▽
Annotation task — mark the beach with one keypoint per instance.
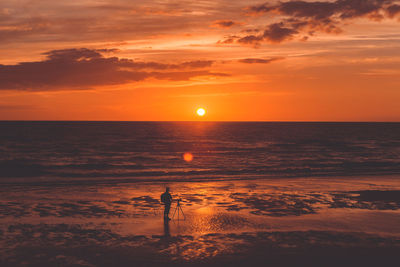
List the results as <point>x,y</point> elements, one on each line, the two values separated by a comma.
<point>268,222</point>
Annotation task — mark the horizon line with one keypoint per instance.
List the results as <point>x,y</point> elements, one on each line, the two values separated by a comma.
<point>272,121</point>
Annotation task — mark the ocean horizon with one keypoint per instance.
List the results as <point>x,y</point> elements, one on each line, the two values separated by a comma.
<point>71,151</point>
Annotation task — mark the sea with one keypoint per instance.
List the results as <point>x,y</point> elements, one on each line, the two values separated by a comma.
<point>106,152</point>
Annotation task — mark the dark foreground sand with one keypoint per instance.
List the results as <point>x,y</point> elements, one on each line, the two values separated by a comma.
<point>286,222</point>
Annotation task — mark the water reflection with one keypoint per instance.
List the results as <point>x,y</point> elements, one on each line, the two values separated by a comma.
<point>167,232</point>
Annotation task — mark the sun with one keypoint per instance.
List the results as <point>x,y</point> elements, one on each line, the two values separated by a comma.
<point>201,112</point>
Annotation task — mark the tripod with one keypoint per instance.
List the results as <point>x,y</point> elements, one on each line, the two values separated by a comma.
<point>179,208</point>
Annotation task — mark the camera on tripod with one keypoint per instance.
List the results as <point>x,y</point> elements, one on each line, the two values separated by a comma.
<point>179,209</point>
△
Aim of the task =>
In your copy of the listing above, reproduce each line exactly and omit all pictures.

Written solution =>
Annotation task — mark the beach with one keypoint per instance.
List the results as <point>x,y</point> elements, one on each line, the two values separated by a comma.
<point>268,222</point>
Annotation task — mark the horizon line with one keypoint per instance.
List the results as <point>x,y</point> elements, one on each line, the two values separated by a comma.
<point>272,121</point>
Annotation task — mark the ocean horizon with one keypoint per instance.
List the results as <point>x,y</point> elements, one on each line, the two values separated by a comma.
<point>71,151</point>
Annotation task — mark the sea with one keypoint per instance.
List the results as <point>x,y</point> elements, one on each line, the two values separated by a comma.
<point>106,152</point>
Annotation task — mark the dark foreground sand with one keypoint per instance.
List the results as <point>x,y</point> elements, one on each line, the two values separated by a comma.
<point>286,222</point>
Annotation task — mark the water reflection with one keypoint per instance.
List the results as <point>x,y</point> elements, one on each line, the two values separated by a comma.
<point>167,232</point>
Annotation task — mark the sun with one keypoint per instance.
List the results as <point>x,y</point> elements, one on each line, the two values separated by a comma.
<point>201,112</point>
Annotation task — mark the tripod with one keypoint per instance.
List the results as <point>x,y</point> elements, one on each line, the two values separated by a comma.
<point>179,208</point>
Annotation task — mark the camera on tripod with one keypoint per instance.
List the results as <point>x,y</point> elements, one on each line, the two values separated by a comma.
<point>179,209</point>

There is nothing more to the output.